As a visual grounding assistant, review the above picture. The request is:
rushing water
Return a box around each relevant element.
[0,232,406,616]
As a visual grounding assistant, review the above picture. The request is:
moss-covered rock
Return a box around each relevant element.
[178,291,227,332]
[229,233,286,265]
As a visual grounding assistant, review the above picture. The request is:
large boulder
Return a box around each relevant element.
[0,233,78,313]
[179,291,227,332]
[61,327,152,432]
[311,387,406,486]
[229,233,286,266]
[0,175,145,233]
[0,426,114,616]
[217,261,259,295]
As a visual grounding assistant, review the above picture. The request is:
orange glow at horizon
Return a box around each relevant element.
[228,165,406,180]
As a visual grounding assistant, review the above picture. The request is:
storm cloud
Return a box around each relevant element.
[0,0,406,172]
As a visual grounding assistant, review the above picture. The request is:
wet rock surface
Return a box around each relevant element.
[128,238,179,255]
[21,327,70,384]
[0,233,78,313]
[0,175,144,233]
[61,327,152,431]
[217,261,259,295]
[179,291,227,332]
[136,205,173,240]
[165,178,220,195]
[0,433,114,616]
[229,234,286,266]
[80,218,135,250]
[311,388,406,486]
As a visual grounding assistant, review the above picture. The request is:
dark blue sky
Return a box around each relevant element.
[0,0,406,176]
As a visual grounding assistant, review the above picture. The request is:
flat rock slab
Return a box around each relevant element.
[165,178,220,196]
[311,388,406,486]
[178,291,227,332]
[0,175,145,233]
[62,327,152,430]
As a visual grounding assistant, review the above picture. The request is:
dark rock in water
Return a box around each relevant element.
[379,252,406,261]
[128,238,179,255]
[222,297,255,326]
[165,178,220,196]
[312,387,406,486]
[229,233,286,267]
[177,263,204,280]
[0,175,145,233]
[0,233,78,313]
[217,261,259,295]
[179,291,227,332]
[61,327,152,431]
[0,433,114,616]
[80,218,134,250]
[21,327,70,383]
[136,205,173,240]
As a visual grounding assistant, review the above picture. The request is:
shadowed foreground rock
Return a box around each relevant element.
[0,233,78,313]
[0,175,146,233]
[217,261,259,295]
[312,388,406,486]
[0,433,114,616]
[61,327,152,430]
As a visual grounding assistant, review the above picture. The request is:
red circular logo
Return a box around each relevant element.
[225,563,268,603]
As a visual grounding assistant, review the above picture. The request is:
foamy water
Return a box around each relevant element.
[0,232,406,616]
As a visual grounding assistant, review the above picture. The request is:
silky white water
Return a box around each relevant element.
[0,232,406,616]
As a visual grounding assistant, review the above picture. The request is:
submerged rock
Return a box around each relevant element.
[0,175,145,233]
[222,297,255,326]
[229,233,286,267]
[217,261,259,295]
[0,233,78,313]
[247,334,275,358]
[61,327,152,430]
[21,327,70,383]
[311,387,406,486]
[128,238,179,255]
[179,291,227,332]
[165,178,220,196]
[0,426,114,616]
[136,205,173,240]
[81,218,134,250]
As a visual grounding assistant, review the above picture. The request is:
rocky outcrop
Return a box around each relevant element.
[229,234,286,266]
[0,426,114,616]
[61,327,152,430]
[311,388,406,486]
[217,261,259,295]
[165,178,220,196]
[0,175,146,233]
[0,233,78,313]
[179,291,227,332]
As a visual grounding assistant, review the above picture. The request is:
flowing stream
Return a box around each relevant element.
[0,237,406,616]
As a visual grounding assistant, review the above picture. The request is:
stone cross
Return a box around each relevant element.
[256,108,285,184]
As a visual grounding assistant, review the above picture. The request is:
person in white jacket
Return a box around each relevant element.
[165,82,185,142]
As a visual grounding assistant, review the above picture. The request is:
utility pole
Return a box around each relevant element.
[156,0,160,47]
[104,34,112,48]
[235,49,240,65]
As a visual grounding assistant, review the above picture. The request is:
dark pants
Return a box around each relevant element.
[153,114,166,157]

Short exercise: Rewrite the stretch of the data from its first line through the line containing "[229,233,286,265]" as a numbered list, leaving out any blank lines.

Task output:
1. As a visual grounding assistant, review the above picture. The request is:
2. rushing water
3. Return a box around each relevant element.
4. [0,232,406,616]
5. As a visual grounding assistant, review the above picture. The request is:
6. moss-covered rock
7. Return a box around each relevant element.
8. [178,291,227,332]
9. [229,233,286,265]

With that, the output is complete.